Document passage =>
--- begin ---

# Stocking Recommendations?



## BlueSaphire (Nov 3, 2009)

So this morning I ordered an 8 gallon tank for myself. It's going to be a cold water and I was wondering if there is really anything I could put in it besides minnows? Something I could hopefully buy in person rather than ordering


Thanks


----------



## mk4gti (Jun 15, 2010)

Shrimp maybe


----------



## snail (Aug 6, 2010)

How cold does the room get? I think some killifish like cooler water.


----------



## susankat (Nov 15, 2008)

Perfect size for killies as long as there is a tight fitting lid. They will jump out of the smallest hole.


----------



## BlueSaphire (Nov 3, 2009)

Ok, thanks! and snail, my house is sorta on the colder side (around 64 F)


----------



## snail (Aug 6, 2010)

There are some fish that are between tropical and cold so you can get away with out a heater in warmer house but my house gets even colder than yours in the winter!


----------



## BlueSaphire (Nov 3, 2009)

snail said:


> There are some fish that are between tropical and cold so you can get away with out a heater in warmer house but my house gets even colder than yours in the winter!


Haha, yea we just got insulation this summer and before that it was in the 50's in the winter and the 100's in the summer.


----------



## snail (Aug 6, 2010)

Just like my house! I can't keep some fish because it gets too hot for them!


----------



## BlueSaphire (Nov 3, 2009)

snail said:


> Just like my house! I can't keep some fish because it gets too hot for them!


Same here! I mean I have AC but when it gets to hot everyone in the area is cranking the AC so the power can go out for hours o_______o


----------

--- end ---

Brief 1 => Extract every row that contains the string "huddle", matching case exactly.

Data extract =>
--- begin ---

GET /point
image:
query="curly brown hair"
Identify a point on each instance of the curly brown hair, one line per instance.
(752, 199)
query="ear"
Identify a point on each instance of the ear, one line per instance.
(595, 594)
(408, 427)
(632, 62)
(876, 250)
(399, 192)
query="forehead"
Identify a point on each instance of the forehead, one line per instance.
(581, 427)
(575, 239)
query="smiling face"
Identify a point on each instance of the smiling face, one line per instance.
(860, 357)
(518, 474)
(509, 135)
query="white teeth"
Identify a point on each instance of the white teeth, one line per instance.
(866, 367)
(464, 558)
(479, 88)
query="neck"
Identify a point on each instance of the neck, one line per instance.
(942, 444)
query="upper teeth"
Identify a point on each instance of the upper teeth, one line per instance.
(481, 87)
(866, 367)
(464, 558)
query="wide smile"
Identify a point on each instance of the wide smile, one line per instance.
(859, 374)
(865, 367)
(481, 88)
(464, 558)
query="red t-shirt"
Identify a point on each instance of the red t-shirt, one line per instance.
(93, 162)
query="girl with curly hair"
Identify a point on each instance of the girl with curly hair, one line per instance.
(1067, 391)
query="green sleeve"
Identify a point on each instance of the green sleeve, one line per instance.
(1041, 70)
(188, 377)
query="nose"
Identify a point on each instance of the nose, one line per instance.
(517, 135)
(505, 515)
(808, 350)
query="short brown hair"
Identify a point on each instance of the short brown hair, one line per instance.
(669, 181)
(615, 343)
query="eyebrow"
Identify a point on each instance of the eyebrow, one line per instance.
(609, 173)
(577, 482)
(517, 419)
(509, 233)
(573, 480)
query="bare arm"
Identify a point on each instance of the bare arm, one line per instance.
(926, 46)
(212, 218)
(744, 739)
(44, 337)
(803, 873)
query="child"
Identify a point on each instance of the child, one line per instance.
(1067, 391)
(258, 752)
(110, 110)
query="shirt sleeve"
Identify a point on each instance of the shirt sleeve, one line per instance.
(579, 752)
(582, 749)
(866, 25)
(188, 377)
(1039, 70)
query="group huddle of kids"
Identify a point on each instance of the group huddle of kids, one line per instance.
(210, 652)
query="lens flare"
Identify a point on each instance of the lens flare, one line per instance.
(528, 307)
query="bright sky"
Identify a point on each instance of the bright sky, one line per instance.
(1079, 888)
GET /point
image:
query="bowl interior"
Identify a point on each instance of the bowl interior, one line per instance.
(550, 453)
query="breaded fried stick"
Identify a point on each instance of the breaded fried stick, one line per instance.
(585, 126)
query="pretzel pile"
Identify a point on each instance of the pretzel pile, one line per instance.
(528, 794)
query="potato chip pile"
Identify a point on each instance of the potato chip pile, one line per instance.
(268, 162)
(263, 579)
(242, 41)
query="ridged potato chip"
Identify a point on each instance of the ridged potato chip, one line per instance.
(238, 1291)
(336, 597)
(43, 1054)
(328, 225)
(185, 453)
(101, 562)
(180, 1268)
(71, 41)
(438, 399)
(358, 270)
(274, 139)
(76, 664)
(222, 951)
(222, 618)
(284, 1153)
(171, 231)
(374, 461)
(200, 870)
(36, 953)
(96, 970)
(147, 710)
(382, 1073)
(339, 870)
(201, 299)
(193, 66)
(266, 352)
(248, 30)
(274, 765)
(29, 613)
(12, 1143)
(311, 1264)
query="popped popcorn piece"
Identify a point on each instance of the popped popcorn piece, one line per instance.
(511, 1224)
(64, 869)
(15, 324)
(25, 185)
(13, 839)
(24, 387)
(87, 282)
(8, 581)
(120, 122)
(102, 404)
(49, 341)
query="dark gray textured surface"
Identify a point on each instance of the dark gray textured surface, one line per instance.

--- end ---

Brief 2 =>
Answer these from the forum thread:
(a) What size tank did BlueSaphire order?
(b) What does susankat say killies need in that tank?
(c) About what temperature does BlueSaphire give for the house?

Written reply 1 =>
query="group huddle of kids"
Identify a point on each instance of the group huddle of kids, one line per instance.

Written reply 2 =>
(a) An 8 gallon tank.
(b) A tight fitting lid, since they will jump out of the smallest hole.
(c) Around 64 F.